Content starts

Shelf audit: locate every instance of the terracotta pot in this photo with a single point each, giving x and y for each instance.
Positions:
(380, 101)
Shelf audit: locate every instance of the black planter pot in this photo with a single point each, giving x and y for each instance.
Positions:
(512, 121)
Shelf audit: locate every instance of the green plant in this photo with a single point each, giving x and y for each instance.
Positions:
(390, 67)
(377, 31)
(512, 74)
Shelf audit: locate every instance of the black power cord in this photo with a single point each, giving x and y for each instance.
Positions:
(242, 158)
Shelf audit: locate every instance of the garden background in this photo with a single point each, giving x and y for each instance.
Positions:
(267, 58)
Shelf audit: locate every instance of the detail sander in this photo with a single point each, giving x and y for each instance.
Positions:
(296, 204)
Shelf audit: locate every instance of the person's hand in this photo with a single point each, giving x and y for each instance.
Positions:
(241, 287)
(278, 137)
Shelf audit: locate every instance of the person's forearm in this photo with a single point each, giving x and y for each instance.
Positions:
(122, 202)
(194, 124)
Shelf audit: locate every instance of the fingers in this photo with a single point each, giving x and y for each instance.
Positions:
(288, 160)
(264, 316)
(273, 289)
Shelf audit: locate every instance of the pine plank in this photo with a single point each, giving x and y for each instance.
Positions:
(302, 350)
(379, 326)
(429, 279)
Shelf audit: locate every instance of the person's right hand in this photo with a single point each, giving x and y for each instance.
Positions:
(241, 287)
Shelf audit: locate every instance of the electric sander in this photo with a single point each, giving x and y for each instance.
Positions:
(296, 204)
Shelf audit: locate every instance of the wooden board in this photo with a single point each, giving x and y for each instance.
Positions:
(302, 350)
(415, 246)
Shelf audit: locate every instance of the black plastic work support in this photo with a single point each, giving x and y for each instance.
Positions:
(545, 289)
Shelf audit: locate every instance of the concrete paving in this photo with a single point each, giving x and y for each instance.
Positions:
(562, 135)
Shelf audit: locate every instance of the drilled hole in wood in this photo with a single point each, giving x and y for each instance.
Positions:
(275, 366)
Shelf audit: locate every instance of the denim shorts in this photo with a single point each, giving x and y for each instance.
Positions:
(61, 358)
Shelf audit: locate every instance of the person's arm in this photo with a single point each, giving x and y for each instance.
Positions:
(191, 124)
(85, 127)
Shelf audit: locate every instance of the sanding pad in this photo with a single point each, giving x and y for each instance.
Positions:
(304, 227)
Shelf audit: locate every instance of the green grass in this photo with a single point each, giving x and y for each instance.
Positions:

Content ends

- **About this exercise**: Among the lines of these entries, find those that contain "green". Give their number and nothing else.

- **Problem solution**: 2